- Task details -
In the listing below, print exactly the lines between the line holding "Indicate every instance of the sea" and the line holding "of the blue", inclusive, and no more.

- Working data -
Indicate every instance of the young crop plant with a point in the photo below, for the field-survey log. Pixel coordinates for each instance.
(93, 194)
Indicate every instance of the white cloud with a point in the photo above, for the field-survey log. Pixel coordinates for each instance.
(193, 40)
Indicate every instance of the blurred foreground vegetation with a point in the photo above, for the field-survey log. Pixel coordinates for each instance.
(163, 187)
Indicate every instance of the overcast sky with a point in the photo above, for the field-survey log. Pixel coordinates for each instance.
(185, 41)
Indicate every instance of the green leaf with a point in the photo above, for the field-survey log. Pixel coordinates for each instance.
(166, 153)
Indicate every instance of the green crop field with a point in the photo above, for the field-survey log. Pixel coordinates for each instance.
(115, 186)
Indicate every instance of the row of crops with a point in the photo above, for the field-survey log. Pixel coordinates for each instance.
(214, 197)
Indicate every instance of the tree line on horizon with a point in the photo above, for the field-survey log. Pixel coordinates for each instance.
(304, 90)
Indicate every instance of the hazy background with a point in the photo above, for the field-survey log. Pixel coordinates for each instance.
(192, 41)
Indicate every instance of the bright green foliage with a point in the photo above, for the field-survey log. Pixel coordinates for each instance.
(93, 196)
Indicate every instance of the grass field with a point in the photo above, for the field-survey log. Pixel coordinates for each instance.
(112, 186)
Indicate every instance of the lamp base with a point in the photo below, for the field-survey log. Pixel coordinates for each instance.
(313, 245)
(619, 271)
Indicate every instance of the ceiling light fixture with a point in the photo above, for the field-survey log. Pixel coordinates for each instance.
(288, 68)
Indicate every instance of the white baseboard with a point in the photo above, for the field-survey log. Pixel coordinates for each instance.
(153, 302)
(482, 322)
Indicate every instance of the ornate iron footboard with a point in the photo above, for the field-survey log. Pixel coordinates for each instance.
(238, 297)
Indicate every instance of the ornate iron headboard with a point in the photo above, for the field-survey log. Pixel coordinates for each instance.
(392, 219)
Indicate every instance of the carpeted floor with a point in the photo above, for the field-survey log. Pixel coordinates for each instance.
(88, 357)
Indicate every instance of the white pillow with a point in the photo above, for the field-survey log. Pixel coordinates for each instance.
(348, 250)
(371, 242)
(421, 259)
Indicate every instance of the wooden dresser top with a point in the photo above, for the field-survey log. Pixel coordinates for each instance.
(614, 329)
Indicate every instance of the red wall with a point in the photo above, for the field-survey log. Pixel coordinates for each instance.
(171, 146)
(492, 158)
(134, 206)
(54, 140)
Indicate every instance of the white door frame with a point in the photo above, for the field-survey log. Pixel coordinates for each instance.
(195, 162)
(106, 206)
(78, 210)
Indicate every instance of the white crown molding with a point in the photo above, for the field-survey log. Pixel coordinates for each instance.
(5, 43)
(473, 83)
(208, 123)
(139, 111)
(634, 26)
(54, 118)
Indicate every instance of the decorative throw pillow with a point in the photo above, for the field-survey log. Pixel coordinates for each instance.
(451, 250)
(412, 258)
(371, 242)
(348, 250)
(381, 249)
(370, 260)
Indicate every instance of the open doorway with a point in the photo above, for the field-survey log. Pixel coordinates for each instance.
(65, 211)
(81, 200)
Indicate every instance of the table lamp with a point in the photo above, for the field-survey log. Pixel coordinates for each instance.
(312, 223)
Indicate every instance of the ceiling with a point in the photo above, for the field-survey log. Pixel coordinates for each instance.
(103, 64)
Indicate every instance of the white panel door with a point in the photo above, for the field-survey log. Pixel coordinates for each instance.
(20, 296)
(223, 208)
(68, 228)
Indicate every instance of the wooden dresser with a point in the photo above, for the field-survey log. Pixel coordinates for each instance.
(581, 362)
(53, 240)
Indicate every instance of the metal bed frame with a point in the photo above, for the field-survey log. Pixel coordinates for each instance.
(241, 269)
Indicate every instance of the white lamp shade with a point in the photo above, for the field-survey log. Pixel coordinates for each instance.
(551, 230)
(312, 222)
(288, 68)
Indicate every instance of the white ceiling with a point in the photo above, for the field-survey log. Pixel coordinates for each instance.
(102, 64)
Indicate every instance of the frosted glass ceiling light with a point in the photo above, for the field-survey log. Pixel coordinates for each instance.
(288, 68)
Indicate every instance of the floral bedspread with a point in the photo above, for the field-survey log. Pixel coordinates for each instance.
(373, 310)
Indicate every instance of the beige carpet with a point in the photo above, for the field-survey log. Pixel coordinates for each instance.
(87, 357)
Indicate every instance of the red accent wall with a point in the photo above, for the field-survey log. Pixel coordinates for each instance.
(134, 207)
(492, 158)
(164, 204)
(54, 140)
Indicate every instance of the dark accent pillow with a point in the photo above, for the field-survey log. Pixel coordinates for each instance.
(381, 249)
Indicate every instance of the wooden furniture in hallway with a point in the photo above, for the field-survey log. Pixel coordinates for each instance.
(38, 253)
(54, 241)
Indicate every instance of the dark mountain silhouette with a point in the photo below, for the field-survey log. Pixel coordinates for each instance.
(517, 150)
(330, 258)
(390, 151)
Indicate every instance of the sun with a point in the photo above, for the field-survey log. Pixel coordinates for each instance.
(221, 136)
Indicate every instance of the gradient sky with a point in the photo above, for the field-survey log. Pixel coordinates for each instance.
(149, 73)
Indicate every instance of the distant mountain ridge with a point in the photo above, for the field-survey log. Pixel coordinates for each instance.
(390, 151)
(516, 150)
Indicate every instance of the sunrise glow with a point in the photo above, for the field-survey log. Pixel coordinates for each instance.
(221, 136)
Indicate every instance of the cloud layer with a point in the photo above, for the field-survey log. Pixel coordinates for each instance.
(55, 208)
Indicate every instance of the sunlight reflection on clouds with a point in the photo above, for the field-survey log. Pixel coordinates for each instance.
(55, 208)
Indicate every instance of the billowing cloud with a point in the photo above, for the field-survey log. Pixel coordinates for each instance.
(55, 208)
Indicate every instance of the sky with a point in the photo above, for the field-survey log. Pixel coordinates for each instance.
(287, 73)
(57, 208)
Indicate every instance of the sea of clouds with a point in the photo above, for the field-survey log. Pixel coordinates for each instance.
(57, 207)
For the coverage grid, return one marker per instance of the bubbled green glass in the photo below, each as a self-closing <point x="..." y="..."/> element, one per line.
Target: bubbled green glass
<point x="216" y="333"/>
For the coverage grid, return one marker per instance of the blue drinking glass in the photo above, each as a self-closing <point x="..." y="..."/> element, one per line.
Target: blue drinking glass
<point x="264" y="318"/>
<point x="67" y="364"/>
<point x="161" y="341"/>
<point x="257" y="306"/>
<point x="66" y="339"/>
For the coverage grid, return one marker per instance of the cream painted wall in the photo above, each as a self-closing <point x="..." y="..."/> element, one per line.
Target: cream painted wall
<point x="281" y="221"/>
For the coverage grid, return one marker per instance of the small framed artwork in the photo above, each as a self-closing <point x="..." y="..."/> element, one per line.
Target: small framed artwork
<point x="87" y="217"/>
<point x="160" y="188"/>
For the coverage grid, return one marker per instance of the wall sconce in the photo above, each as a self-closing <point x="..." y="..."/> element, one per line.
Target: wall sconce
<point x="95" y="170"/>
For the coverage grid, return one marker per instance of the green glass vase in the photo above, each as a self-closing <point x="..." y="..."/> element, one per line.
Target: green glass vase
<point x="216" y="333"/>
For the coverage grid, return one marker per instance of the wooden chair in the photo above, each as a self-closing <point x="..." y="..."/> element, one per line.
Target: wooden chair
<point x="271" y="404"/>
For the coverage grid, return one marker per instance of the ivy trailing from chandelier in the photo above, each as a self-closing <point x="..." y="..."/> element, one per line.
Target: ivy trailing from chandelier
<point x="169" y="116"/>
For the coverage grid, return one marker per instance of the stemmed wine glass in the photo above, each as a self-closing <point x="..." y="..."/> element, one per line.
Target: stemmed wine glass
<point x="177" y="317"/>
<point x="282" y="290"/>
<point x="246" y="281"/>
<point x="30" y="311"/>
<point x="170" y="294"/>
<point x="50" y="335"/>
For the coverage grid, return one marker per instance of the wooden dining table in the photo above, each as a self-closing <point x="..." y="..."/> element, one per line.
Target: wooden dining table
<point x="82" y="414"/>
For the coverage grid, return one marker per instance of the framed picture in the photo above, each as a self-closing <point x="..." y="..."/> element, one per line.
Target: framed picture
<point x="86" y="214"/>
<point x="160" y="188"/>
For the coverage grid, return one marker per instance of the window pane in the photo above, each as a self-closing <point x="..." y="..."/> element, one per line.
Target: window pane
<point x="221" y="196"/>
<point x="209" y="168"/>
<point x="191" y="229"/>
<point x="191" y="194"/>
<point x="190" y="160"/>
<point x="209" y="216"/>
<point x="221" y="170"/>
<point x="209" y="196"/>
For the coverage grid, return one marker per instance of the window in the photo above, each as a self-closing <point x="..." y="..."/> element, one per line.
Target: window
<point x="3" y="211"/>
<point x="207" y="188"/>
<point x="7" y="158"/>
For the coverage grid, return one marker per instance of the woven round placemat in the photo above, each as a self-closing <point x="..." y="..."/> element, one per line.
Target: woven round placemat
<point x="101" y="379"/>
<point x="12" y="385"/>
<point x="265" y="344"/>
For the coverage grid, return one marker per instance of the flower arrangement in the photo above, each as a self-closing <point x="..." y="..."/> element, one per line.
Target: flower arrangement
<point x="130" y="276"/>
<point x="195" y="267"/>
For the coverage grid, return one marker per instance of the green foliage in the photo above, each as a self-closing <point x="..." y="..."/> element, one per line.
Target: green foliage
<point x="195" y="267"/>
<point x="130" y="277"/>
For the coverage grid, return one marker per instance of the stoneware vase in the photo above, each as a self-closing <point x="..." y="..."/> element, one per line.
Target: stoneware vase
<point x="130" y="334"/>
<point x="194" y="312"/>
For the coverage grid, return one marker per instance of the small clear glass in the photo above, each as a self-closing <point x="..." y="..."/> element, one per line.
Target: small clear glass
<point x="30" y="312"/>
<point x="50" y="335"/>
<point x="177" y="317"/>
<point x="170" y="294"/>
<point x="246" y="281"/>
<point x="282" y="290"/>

- Final answer -
Indicate every instance of the sea of clouds with a point in the photo above, for the field-survey log. Pixel coordinates for each instance.
(57, 207)
For the coverage grid, return one marker per instance of the bubbled green glass in the photo below, each as a self-closing <point x="..." y="..."/> element, one per line.
Target: bubbled green glass
<point x="216" y="333"/>
For the coverage grid, return one marker per instance of the blue drinking glass in the photo above, each as a self-closing <point x="..." y="..."/> element, one per line.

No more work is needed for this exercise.